Request a:
Update the rows from the collection so that "lance-shaped leaf" becomes "narrow green leaf", keeping everything else the same.

Document:
------------------------------
The year is 2029. Humans are populating the Moon, starting at Moon Base One. Two Moon Base Operators observe something highly unusual in the crop garden of beautiful red tomatoes…

Operator 1: The sprinklers are turning on and off erratically. We have just upgraded all our STM32-BLUEST-PILL Temperature Sensing Devices with a Soil Moisture Sensor. Are we sure that the Soil Moisture Sensor is reporting the correct values to the IoT System?

Operator 2: Yes the soil moisture values are correct. Just that we are multitasking two sensors (temperature and soil moisture) so I decided to poll the temperature every minute and the soil moisture every 100 minutes.

You see this clever temperature sensing loop in my code? Every time the counter reaches 100, the code polls the soil moisture sensor, waits for the data, then resumes the temperature sensing loop…

Operator 1: So we get the soil moisture every 100 minutes? That’s absurd! Let’s change the firmware to poll the temperature every 3 minutes and the soil moisture every 5 minutes!

Operator 2: Hmmm OK. I need to make this sensing loop a little more complicated… One counter for 3 minutes and another for 5 minutes…

Operator 1: Yesterday we plugged in the Light Sensor on all our STM32-BLUEST-PILL devices right? Can we get the light sensor data now?

Operator 2: OK but I can’t find a proper software driver for the Light Sensor. I’ll hack up a simple C function to read the sensor… Done! I have just flashed all 1,000 of our STM32-BLUEST-PILL devices with the latest code for Temperature Sensor, Soil Moisture Sensor AND Light Sensor.
------------------------------
(Records taken from a collection)
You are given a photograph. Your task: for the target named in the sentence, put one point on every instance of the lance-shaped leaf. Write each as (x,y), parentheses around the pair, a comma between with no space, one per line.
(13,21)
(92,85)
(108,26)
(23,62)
------------------------------
Request b:
Write what comes next in the Moon Base sensor firmware story, starting after its final sentence.

Answer a:
You are given a photograph. Your task: for the target named in the sentence, put one point on every instance of the narrow green leaf. Write each as (x,y), parentheses around the pair, a comma between with no space, one per line.
(13,21)
(92,85)
(108,26)
(23,62)

Answer b:
Operator 1: WHAT’S HAPPENING !!! Our IoT Dashboards are now totally blank! Says here… “Memory Corruption Error: Invalid pointer in Light Sensor code, core dumped”… All 1,000 sensors are dead… Our tomatoes are all EXPLODING IN FLAMES !!! NOOOOOOO !!!

Creating an IoT Device is hard… Do we have the necessary software drivers to read data correctly from the connected sensors? If the device is connected to multiple sensors, can we read multiple sensors concurrently in a safe and reliable way? Fortunately, Apache Mynewt can help!

Apache Mynewt is a free, open-source realtime operating system for microcontrollers. It has been compared with FreeRTOS and Zephyr, though Mynewt is newer than FreeRTOS and Zephyr.

Mynewt runs on various microcontrollers like MIPS32, Microchip PIC32, RISC-V. In this article we’ll learn about programming and running Mynewt on the STM32 Blue Pill, one of the cheapest 32-bit microcontroller dev boards available today (only $2!)

We’ll flash and debug the Blue Pill with the ST Link V2 USB adapter. Or a compatible USB adapter.

BME280 is a popular sensor for ambient temperature, relative humidity and air pressure. In this tutorial we’ll configure Mynewt to poll the BME280 temperature sensor every 10 seconds. So just imagine we’re building a temperature sensing device with Blue Pill. BME280 is not mandatory for this tutorial.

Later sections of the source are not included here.